Raquel Teixeira Lyra Lucena (born 2 December 1978) is a Brazilian lawyer, politician and the current governor of Pernambuco since 2023. Lyra was mayor of Caruaru from 2017 to 2022. A member of a political family, she previously served as a member of the Legislative Assembly of Pernambuco. She is affiliated to the Brazilian Social Democracy Party (PSDB) but was a member of the Brazilian Socialist Party (PSB).

Early career
Lyra was born to João Lyra Neto, the former mayor of Caruaru and Governor of Pernambuco, and Mércia Lyra, daughter of the former mayor of Caruaru João Lyra Filho and niece of Itamar Franco's Minister of Justice Fernando Soares Lyra.

Lyra was elected to the state legislative of Pernambuco in the 2010 elections with 49,610 votes. Lyra was reelected in 2014 with around 80,000 votes, being the most voted state representative in that election.

Lyra was elected mayor of her hometown Caruaru in 2017 with 53.15% of the vote. She is the first woman to be elected as a mayor of Caruaru.

Governor of Pernambuco 
In 31 March 2022 she resigned to the office of mayor of Caruaru in order to run in the 2022 Pernambuco gubernatorial election as a candidate. She finished the first round of the elections in the second place, with 20.58% of the valid votes, and advanced to a run-off in the second round with Marília Arraes, a member of Solidariedade.

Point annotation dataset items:
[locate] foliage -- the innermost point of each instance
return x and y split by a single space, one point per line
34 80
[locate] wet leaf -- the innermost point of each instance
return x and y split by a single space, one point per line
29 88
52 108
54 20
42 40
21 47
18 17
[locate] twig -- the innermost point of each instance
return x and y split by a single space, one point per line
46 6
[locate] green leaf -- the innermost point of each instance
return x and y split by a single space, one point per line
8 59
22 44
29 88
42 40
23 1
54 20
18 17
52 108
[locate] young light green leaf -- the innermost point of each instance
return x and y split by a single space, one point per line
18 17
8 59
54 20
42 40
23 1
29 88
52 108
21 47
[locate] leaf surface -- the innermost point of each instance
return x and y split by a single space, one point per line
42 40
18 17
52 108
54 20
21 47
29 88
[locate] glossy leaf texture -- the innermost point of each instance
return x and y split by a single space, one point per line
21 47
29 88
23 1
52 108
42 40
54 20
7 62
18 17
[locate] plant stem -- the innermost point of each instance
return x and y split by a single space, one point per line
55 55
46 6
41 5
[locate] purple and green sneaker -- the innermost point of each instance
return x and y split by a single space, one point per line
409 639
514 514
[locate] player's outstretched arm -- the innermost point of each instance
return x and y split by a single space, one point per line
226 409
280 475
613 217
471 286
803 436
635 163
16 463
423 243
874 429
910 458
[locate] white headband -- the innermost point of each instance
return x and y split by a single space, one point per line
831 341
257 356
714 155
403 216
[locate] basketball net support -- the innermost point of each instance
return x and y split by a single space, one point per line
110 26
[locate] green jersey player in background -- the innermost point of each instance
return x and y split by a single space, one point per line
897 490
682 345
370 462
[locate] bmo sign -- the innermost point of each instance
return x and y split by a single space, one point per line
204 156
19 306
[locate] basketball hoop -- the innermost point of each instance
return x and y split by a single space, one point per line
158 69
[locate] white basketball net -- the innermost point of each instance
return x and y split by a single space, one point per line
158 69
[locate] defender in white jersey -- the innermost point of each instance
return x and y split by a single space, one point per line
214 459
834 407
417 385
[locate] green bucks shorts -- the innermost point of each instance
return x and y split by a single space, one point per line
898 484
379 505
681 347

## WHAT IS BEING ASKED
Reproduce the biography of Raquel Lyra in full, word for word. Rely only on the biography of Raquel Lyra for what follows, not on the items.

## PROBLEM SOLUTION
Raquel Teixeira Lyra Lucena (born 2 December 1978) is a Brazilian lawyer, politician and the current governor of Pernambuco since 2023. Lyra was mayor of Caruaru from 2017 to 2022. A member of a political family, she previously served as a member of the Legislative Assembly of Pernambuco. She is affiliated to the Brazilian Social Democracy Party (PSDB) but was a member of the Brazilian Socialist Party (PSB).

Early career
Lyra was born to João Lyra Neto, the former mayor of Caruaru and Governor of Pernambuco, and Mércia Lyra, daughter of the former mayor of Caruaru João Lyra Filho and niece of Itamar Franco's Minister of Justice Fernando Soares Lyra.

Lyra was elected to the state legislative of Pernambuco in the 2010 elections with 49,610 votes. Lyra was reelected in 2014 with around 80,000 votes, being the most voted state representative in that election.

Lyra was elected mayor of her hometown Caruaru in 2017 with 53.15% of the vote. She is the first woman to be elected as a mayor of Caruaru.

Governor of Pernambuco 
In 31 March 2022 she resigned to the office of mayor of Caruaru in order to run in the 2022 Pernambuco gubernatorial election as a candidate. She finished the first round of the elections in the second place, with 20.58% of the valid votes, and advanced to a run-off in the second round with Marília Arraes, a member of Solidariedade.